## START EXCERPT
# vbulletin & mutiple identity detection



## Dangler (Feb 25, 2015)

I am an admin at a vbulletin 4.2.2 web site, and the plug in we were using no longer detects/reports when a member creates a 2nd identity on the same computer. 
This plug in stopped after the last 2 vbulletin upgrades.
Our programmer does not seem to be able to find a working plug-in or other solution.

Can you suggest a remedy, or solution ?

Thanks in advance
Dangler


----------



## DDAoN (Mar 19, 2011)

Welcome to TSF, Dangler!

I'm afraid that the only solution is to either wait from the plug-in author to update the plug-in, or do it yourself. It'll probably easiest to send a message to the plug-in author requesting an update to the plug-in, though it may not even by an issue with the plug-in. A problem frequently encountered with BBS' when upgrading anything is that the plug-ins don't usually fit together. You may be able to update the core system, but doing so may break the interactions of plug-ins, resulting in some, or all, to not work. To avoid these complications from appearing on a live board, many administrators will make a copy of the live board and go through the upgrade process on that to verify there were no issues from the upgrade. Even then, a back-up will usually be kept for several versions to ensure that, if an issue is found on the live system, it could still be reverted (if that extreme a bug).

What plug-in are you using? Are you using any other plug-ins? How did you do the upgrade?


----------



## Dangler (Feb 25, 2015)

The actual programmer has allowed Admins limited access, limited menus.
So, understand I am just doing research, and cannot see a listing of plugins being used.
That said....
I can see in Settings/Options/*User Registration options *
Allow Multiple Registrations Per User is set to No.
We've also:
*Multiple Account Detection & Prevention Options*, which had been working, using a cookie Name of 'IDstack'.
and
*Multiple Account Detection & Prevention Reporting*, where notifications were posted in a designated forum.
The notifications appeared as


> " _auser seems to have multiple personalities using Mruser and auser sharing the same computer. No soup for you! and you! and you!_ "


We've had zero notifications in months, and I am left to do multiple new registrant audits 3-5 times a day. 
(mainly to look for underage/bot accounts/crazed registratins by poorly programmed bots, etc)
Thanks for your time and input.


----------



## Dangler (Feb 25, 2015)

Upgrades were done by the programmer, I believe on a copy of the system, so as to check for troubles, before going on line.


----------



## DDAoN (Mar 19, 2011)

Unless I'm mistaken, that's the Multiple account login detector (AE Detector) plug-in, which was developed to support v3.5.4. If that's what you're using, then the problem is understandable.

I can't find any modern multiple account detector plug-ins. Your best bet is to have the programmer, well, program. If he know that the plug-in broke when the board was updated, then he needs to look at what the update changed and compare it to how the plug-in works. Then he should be able to identify the problem and fix it.

I'm afraid there is simply not a whole lot to work with. Sorry.


----------



## Dangler (Feb 25, 2015)

Thanks for your reply and your time, DDAoN. Maybe one day vBulletin will implement one that works. I'd suspect they have been asked.


----------



## DDAoN (Mar 19, 2011)

I'm sorry it's not a better answer, but TSF doesn't support commission work. If your programmer works on the issue and has trouble, they're more than welcome to consult us on resolving the issue, but we won't do all the work ourselves.
## END EXCERPT
## START STORED DATA
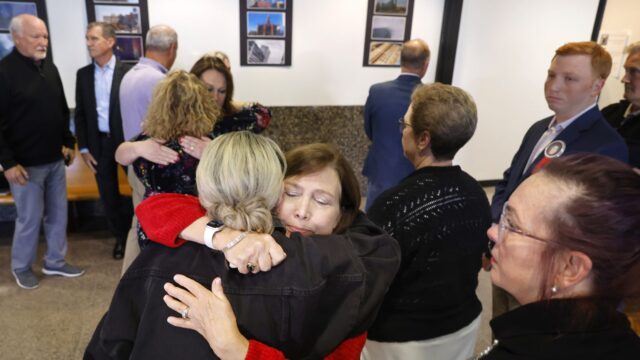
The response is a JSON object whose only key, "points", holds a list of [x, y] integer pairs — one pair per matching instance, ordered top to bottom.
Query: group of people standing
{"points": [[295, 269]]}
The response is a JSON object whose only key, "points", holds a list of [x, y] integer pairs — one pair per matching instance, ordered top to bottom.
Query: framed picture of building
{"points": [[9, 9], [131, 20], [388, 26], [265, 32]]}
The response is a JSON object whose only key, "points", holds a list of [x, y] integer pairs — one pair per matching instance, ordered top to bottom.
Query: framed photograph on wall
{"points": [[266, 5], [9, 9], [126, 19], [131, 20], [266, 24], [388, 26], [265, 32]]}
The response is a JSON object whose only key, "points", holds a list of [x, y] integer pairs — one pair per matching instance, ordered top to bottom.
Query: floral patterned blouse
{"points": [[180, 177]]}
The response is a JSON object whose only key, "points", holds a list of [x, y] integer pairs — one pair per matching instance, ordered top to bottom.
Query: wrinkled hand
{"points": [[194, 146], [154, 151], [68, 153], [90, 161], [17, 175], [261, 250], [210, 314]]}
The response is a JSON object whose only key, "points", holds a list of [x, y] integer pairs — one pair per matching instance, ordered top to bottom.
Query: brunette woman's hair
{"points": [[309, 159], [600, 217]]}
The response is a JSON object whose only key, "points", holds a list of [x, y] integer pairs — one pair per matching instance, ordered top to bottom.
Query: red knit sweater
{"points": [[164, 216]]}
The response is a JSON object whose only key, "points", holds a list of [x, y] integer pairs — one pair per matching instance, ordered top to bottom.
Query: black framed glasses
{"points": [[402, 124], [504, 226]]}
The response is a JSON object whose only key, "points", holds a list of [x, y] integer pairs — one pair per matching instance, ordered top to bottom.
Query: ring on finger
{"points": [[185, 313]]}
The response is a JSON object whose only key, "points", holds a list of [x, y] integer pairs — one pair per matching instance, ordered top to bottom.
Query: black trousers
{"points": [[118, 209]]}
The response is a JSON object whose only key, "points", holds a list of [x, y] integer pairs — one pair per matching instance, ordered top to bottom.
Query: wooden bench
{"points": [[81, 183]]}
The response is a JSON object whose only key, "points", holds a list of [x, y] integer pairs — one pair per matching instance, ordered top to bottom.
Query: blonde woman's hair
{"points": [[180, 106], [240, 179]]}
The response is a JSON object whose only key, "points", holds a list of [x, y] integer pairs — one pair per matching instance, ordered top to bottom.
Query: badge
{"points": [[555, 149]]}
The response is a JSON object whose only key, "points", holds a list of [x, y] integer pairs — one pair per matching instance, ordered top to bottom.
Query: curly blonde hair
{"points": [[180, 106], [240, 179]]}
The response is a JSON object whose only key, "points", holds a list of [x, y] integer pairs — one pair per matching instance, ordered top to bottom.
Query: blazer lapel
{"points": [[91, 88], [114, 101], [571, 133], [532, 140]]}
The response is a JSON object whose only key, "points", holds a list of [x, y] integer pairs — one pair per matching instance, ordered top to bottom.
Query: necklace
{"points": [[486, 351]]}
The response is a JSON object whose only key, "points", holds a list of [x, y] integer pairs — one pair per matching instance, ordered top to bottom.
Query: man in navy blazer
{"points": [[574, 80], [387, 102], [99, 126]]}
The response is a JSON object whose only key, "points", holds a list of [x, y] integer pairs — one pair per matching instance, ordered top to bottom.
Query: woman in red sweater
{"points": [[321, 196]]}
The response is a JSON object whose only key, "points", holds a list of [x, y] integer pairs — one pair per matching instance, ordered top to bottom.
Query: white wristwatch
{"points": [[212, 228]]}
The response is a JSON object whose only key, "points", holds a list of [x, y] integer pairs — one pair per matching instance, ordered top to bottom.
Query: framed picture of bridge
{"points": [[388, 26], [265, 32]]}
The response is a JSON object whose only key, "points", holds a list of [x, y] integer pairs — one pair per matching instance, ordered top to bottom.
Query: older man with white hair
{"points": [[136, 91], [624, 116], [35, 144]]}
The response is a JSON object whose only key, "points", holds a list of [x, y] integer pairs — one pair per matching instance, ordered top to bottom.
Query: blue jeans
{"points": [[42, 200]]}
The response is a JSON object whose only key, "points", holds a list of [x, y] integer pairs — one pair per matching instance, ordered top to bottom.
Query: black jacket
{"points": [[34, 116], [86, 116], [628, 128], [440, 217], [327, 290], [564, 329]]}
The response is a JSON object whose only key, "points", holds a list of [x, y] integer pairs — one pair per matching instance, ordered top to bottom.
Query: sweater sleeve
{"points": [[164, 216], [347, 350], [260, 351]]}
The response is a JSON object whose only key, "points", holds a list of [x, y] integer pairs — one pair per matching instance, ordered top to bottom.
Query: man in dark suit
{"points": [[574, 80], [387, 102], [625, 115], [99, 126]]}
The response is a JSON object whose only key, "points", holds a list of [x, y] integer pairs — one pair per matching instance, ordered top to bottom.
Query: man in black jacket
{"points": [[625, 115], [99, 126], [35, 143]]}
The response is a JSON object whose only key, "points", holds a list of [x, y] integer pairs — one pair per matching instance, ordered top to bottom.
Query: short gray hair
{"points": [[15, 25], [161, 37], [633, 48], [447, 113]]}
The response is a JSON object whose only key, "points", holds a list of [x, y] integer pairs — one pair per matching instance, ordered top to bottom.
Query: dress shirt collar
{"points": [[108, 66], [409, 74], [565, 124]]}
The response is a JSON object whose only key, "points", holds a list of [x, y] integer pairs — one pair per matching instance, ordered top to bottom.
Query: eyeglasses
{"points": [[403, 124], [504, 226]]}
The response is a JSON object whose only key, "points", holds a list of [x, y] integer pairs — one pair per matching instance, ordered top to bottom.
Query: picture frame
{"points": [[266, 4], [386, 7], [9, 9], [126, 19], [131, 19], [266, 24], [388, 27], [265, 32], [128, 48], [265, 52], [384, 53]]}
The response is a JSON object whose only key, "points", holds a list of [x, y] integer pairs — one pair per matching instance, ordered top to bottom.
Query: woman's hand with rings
## END STORED DATA
SET TASK 1:
Using the vBulletin thread, answer the following:
(a) Which vBulletin version does the site run?
(b) What cookie name did the Multiple Account Detection & Prevention Options use?
(c) Which version was the AE Detector plug-in developed to support?
SET TASK 2:
Reproduce the passage of the vBulletin thread from "I am an admin" up to and including "2 vbulletin upgrades.".

EXERCISE OUTPUT 1:
(a) 4.2.2
(b) 'IDstack'
(c) v3.5.4

EXERCISE OUTPUT 2:
I am an admin at a vbulletin 4.2.2 web site, and the plug in we were using no longer detects/reports when a member creates a 2nd identity on the same computer. 
This plug in stopped after the last 2 vbulletin upgrades.